TEXTAUSZUG –
=-=-=-=-=
Land
Nordrhein-Westfalen
Sozialgericht
SG Detmold (NRW)
Sachgebiet
Sonstige Angelegenheiten
Abteilung
18
1. Instanz
SG Detmold (NRW)
Aktenzeichen
S 18 SF 190/12 E
Datum
2. Instanz
LSG Nordrhein-Westfalen
Aktenzeichen
-
Datum
-
3. Instanz
Bundessozialgericht
Aktenzeichen
-
Datum
-
Kategorie
Beschluss
Die Erinnerung der Erinnerungsführerin wird zurückgewiesen.
Die Entscheidung ergeht gerichtskostenfrei. Kosten sind nicht zu erstatten.
Gründe:
I.
Streitig ist die Höhe der Festsetzung von aus der Staatskasse zu zahlender Vergütung im Rahmen bewilligter Prozesskostenhilfe.
=-=-=-=-=
DATEN –
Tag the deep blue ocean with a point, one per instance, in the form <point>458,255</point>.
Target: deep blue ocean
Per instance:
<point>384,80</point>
=-=-=-=-=
ZIEL DER ÜBUNG – Bitte ändere im Beschluss den Abschnitt zwischen „Die Entscheidung ergeht“ und „Rahmen bewilligter Prozesskostenhilfe.“ einschließlich ab, indem du „Staatskasse“ durch „Landeskasse“ ersetzt, und gib ihn vollständig wieder. Stütze dich allein auf den Beschluss.

ERWARTETE ANTWORT –
Die Entscheidung ergeht gerichtskostenfrei. Kosten sind nicht zu erstatten.
Gründe:
I.
Streitig ist die Höhe der Festsetzung von aus der Landeskasse zu zahlender Vergütung im Rahmen bewilligter Prozesskostenhilfe.